## Data section
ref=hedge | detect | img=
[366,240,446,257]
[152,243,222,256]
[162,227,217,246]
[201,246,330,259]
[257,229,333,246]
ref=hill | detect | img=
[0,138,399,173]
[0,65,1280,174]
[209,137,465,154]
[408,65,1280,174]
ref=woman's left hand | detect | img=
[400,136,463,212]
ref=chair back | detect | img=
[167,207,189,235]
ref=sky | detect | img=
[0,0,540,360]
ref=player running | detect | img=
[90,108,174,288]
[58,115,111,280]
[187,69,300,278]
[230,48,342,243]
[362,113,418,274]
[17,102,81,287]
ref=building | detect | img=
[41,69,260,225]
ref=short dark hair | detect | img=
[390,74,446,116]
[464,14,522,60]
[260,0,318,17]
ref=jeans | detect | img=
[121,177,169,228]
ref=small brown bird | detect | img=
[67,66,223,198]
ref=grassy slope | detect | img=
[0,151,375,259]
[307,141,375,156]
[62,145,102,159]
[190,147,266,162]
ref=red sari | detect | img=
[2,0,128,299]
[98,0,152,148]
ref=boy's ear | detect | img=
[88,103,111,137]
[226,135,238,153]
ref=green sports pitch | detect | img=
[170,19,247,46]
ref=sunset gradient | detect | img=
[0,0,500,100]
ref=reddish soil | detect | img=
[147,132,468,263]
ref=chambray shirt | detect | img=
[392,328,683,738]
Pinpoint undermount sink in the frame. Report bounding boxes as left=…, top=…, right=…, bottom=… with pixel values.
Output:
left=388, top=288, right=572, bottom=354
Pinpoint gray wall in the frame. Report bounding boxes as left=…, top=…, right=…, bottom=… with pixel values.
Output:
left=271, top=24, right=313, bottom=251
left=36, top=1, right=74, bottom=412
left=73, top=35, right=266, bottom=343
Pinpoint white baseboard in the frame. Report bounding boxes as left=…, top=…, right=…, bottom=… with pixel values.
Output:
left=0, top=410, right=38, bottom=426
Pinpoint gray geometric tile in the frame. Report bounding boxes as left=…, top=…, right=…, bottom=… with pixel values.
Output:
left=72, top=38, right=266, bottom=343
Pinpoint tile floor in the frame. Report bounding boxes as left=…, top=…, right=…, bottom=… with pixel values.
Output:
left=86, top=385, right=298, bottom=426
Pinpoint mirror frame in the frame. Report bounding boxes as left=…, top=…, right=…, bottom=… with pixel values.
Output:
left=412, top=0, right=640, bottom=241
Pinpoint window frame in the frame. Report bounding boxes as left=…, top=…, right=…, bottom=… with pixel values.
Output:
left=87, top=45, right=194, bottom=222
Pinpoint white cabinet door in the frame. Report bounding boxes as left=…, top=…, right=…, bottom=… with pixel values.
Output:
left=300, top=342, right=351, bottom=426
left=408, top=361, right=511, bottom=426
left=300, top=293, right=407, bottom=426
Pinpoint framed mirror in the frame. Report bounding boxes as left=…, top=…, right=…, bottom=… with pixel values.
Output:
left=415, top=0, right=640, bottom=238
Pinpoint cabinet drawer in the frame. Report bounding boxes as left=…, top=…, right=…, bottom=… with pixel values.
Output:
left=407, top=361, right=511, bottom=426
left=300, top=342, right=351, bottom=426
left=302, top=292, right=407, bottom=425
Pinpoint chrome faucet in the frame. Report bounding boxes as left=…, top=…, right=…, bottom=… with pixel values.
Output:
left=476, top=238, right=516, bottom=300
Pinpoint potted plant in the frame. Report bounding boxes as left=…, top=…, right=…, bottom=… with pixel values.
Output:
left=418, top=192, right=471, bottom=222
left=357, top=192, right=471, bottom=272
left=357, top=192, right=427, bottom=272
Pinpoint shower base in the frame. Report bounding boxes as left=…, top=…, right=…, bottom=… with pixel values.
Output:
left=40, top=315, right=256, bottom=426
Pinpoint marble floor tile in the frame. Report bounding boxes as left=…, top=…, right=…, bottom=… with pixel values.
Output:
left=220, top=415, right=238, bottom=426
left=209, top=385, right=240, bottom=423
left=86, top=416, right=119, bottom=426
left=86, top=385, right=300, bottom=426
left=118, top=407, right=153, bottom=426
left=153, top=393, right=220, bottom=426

## Written task
Can you pull out the lines of the records starting at the one containing "Pinpoint mirror frame" and ending at the one containing "left=300, top=293, right=407, bottom=426", reproducing each line unchanged?

## Response to this exercise
Pinpoint mirror frame in the frame. Report bounding boxes as left=…, top=…, right=…, bottom=… with pixel values.
Output:
left=412, top=0, right=640, bottom=241
Pinpoint window frame in the frame. Report bounding boxes as left=…, top=…, right=…, bottom=… with pixel values.
Output:
left=87, top=45, right=194, bottom=222
Pinpoint white cabinet door in the frame. Report bounding boxes as left=…, top=…, right=…, bottom=… with pixel values.
Output:
left=300, top=342, right=351, bottom=426
left=408, top=361, right=511, bottom=426
left=300, top=293, right=407, bottom=426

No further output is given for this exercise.